Written instruction |
Rewrite the records from the line with "Check that every instance of the small" through the end of the records, requests included, scaling every keypoint coordinate in the answers by 1.85 and rounding to whole numbers, with halves rounded up. Give only these lines.

##### Provided entries #####

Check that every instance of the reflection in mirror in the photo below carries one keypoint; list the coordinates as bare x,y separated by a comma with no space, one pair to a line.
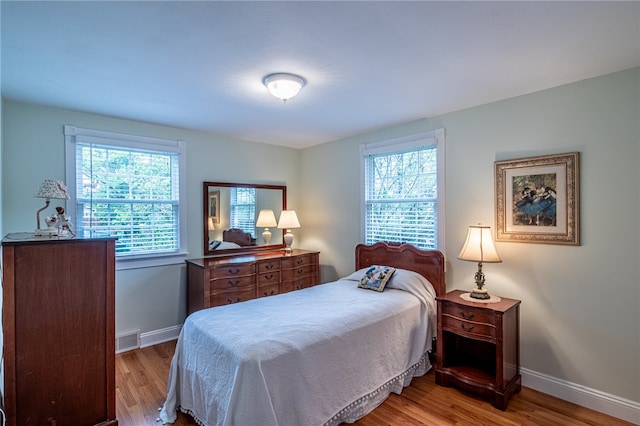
241,217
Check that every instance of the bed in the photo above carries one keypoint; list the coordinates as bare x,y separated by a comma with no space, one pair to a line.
318,356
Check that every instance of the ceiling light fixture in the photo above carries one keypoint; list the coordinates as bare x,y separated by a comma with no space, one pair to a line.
284,86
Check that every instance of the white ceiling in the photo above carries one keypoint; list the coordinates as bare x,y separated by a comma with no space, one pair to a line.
369,65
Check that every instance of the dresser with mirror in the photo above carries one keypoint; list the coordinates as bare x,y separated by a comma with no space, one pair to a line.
240,261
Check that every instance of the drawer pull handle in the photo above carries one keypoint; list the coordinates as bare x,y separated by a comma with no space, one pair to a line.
466,316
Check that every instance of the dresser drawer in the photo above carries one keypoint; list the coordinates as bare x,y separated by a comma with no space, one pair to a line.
297,261
478,330
468,313
230,283
269,278
233,270
229,297
299,272
268,266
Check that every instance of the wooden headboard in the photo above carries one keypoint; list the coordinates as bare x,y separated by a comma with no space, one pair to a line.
428,263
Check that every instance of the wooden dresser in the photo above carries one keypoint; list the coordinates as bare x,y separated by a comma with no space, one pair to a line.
59,331
220,280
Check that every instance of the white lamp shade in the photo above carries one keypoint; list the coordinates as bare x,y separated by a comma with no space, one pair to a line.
266,219
284,86
288,220
53,189
479,246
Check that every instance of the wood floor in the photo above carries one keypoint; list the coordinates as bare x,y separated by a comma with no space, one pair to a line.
141,388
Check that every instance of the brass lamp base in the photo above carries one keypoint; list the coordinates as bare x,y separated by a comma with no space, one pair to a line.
480,293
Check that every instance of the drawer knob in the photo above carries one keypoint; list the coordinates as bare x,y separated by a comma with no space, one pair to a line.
466,328
465,315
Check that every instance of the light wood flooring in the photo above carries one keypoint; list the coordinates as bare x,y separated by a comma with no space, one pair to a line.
141,388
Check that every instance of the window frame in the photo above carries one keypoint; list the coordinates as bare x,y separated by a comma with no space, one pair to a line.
131,142
434,137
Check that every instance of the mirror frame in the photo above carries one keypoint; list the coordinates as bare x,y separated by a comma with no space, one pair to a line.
205,215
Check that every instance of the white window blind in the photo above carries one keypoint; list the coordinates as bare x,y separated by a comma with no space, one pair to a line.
243,209
402,190
128,187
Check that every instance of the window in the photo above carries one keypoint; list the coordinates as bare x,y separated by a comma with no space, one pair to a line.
129,187
403,190
243,209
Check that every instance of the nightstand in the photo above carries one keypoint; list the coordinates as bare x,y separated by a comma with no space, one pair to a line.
478,347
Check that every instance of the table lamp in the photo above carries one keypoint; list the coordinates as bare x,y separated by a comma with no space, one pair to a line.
49,189
479,248
266,219
288,221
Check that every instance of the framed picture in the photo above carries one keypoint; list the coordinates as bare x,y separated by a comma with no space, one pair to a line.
214,206
537,199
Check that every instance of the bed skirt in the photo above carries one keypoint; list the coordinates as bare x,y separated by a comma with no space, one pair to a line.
363,406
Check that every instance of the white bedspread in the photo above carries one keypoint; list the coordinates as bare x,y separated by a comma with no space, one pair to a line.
321,355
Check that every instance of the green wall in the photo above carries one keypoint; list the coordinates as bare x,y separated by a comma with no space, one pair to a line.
147,299
580,313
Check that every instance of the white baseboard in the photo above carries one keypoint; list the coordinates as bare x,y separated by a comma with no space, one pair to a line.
581,395
162,335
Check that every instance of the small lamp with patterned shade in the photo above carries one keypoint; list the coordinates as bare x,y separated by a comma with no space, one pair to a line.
288,221
49,189
479,247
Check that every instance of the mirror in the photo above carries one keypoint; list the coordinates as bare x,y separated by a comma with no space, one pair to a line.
231,213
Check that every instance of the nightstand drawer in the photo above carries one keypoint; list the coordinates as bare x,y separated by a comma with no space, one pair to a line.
467,313
459,326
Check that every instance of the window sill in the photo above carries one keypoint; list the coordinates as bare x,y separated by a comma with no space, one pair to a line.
138,262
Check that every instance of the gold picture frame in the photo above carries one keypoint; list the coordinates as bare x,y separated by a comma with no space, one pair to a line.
537,199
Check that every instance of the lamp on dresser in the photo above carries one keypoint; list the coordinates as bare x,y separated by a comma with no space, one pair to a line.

#####

Result below |
Check that every instance of the small lamp with patterned shade in the photo above carries one keypoint; list the coordinates as bare x,y separated by a comma with no space, one pair to a line.
533,409
91,350
886,457
Check that every instance of the mirror in the photo above carries one keypoint; list the coordinates as bare x,y separated by a comma with no space, one pair to a line.
427,394
Check that every instance of the nightstand drawer in the photo above carries one keypoint; list the coordinates as bare x,y separated by a comma with no space, one pair to a line.
864,579
849,603
Check that every instance of the window sill in the photo above carries one keypoint; list the coordinates as bare x,y separated by a comma with no space, one pair to a line.
255,485
Check that every instance of the gold picture frame in the photo above carries one keypoint; list the coordinates as bare x,y separated by a comma with no space, one pair to a line.
993,368
Check that every instance of the lamp on dresser in the photo above carries one keypoint; list the coordinates as bare x,y separated by a comma with no space, one pair to a line.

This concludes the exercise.